Point labeling data
## Begin

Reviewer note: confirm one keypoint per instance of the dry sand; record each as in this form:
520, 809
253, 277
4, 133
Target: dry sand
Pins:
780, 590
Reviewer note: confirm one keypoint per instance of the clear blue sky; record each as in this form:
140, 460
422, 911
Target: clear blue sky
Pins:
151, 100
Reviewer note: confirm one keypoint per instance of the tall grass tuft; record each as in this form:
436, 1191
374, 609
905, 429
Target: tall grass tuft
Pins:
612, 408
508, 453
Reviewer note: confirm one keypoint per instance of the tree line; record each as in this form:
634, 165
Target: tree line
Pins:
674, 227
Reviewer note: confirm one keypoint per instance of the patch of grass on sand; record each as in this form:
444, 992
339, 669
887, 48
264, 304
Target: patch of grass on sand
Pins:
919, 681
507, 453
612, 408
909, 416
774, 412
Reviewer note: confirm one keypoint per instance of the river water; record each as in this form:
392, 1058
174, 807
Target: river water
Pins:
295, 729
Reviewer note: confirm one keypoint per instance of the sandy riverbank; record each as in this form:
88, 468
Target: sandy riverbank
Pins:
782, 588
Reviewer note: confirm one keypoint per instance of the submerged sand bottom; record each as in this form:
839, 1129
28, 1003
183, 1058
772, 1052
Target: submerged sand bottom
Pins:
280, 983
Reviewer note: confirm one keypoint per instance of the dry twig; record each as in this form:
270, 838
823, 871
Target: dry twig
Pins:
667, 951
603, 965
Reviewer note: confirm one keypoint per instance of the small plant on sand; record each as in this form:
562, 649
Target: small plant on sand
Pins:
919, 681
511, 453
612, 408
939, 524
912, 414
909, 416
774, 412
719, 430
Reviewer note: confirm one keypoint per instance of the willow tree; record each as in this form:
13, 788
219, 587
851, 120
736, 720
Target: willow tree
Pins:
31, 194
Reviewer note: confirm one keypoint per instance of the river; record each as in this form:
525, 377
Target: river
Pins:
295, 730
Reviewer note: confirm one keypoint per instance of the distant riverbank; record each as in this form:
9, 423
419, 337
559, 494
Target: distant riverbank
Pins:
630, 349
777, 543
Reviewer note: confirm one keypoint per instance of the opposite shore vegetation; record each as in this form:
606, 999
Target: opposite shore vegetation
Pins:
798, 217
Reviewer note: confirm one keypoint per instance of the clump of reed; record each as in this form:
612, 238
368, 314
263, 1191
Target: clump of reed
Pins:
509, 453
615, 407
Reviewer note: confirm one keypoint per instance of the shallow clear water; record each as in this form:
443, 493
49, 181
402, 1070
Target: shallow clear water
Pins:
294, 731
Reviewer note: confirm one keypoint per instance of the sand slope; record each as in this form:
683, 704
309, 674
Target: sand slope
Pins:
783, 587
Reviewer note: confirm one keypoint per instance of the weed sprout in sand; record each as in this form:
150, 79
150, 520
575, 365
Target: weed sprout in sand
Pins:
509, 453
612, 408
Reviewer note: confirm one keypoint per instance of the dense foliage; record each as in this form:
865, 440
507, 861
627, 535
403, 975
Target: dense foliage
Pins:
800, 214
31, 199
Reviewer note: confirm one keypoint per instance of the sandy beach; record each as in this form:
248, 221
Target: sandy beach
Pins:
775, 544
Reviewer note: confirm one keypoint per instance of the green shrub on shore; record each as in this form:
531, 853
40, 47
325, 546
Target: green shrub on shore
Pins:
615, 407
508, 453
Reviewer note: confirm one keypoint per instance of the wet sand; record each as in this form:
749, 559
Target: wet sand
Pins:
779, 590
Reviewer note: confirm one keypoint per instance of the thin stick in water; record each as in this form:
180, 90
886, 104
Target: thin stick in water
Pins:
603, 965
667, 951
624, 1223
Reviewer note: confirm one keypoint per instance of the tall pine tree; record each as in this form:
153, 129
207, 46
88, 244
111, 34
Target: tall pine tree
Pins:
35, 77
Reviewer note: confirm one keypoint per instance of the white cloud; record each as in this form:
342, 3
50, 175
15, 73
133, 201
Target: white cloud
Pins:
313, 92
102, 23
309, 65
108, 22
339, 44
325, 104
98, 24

## End

Copy all of the data above verbatim, keeping every line unchanged.

Result of this exercise:
Reviewer note: confirm one keypoint per instance of the dry sand; record each as in this form:
520, 809
253, 277
4, 133
Target: dry sand
Pins:
780, 590
Reviewer note: confirm one keypoint per instance of the clear blue sky; record each as in this form:
140, 460
422, 911
Target: clear blue sky
Pins:
151, 100
Reviewer note: confirm one keypoint per instance of the tall grass tuft; record each as in this form:
436, 1191
374, 609
905, 429
Target: tall grass tuft
Pins:
612, 408
508, 453
Reviewer note: confirm one keypoint per instance of the tree line; record each as in this form:
634, 165
Target: tree line
Pins:
674, 227
Reviewer note: confirm one keypoint per instance of the patch of grass on sand; record each as in this form:
444, 992
339, 669
887, 48
264, 304
Target: patch of grass on sand
Pins:
919, 681
507, 453
612, 408
909, 416
774, 412
Reviewer note: confirm one keypoint per instance of the river water; record each as in this form:
392, 1058
174, 807
Target: river water
Pins:
295, 729
Reviewer note: confirm one keypoint per instance of the sandy riverbank; record each as in this form:
88, 468
Target: sandy riverbank
Pins:
782, 588
Reviewer note: confirm one keypoint per instance of the submerged sand bottom; record each as in this form:
839, 1129
28, 1003
183, 1058
772, 1052
Target: submerged sand bottom
Pins:
280, 983
Reviewer note: confirm one keypoint per instance of the dry twig; record each as in this form:
270, 838
823, 871
Target: dry twig
Pins:
667, 951
603, 965
Reviewer note: confirm one keypoint per instance of the small plant on sand; record each as in this form:
562, 649
Target: small plant on sand
Pins:
919, 681
511, 453
612, 408
939, 524
912, 414
909, 416
774, 412
719, 430
Reviewer note: confirm one keypoint per instance of the willow tree; record each as in this form:
13, 788
219, 587
851, 120
736, 720
Target: willow tree
Pins:
31, 194
Reviewer note: confirm one keypoint per instance of the river; record each as in this form:
525, 377
Target: river
Pins:
295, 730
Reviewer note: confirm one keypoint per instance of the distant riverbank; record each as in this form:
9, 423
419, 337
559, 494
Target: distant riverbank
Pins:
630, 349
777, 543
Reviewer note: confirm one keypoint per instance of the opposite shore vegetation; record each as in this form:
606, 999
Target: opposite shore vegetation
Pins:
798, 217
Reviewer note: confirm one keypoint per instance of the clump of reed; record each as in this form:
612, 238
368, 314
263, 1191
Target: clump of reed
Pins:
509, 453
615, 407
Reviewer note: confirm one keypoint per instance of the shallow clear water; record each as in this form:
443, 493
49, 181
402, 1070
Target: shallow clear water
Pins:
294, 731
Reviewer note: confirm one keypoint per instance of the sand slope; record each as in this form:
683, 704
309, 674
Target: sand slope
Pins:
783, 587
Reviewer note: confirm one keypoint per instance of the weed sprout in sand; record each as in this form:
150, 79
150, 520
575, 365
Target: weed sprout in sand
Pins:
509, 453
612, 408
Reviewer note: confirm one keypoint per instance of the dense foliage; record each as in this form:
865, 440
507, 861
627, 535
403, 975
Target: dense foliage
Pins:
800, 214
31, 199
Reviewer note: confirm one keypoint per instance of the sandy beach; record each as in this form:
248, 221
Target: sandy beach
Pins:
775, 544
Reviewer note: confirm one keypoint per instance of the green shrub on shore; record each as in this form:
531, 853
40, 47
325, 546
Target: green shrub on shore
Pins:
615, 407
508, 453
Reviewer note: confirm one keypoint per instance of the wet sand; record each as in this form:
749, 559
Target: wet sand
Pins:
779, 590
Reviewer note: confirm one keypoint per instance of the thin stick in water; record each as in this form:
180, 90
886, 104
Target: thin stick in water
Pins:
603, 965
667, 951
624, 1223
Reviewer note: confirm one keypoint per instance of the tall pine tree; record each as in this form:
153, 129
207, 46
88, 244
111, 34
Target: tall pine tree
Pins:
35, 77
Reviewer note: confirm one keypoint per instance of the white cloud; record each as in this form:
342, 3
50, 175
15, 73
133, 201
Target: white cloud
Pins:
313, 92
102, 23
309, 65
108, 22
339, 44
325, 104
98, 24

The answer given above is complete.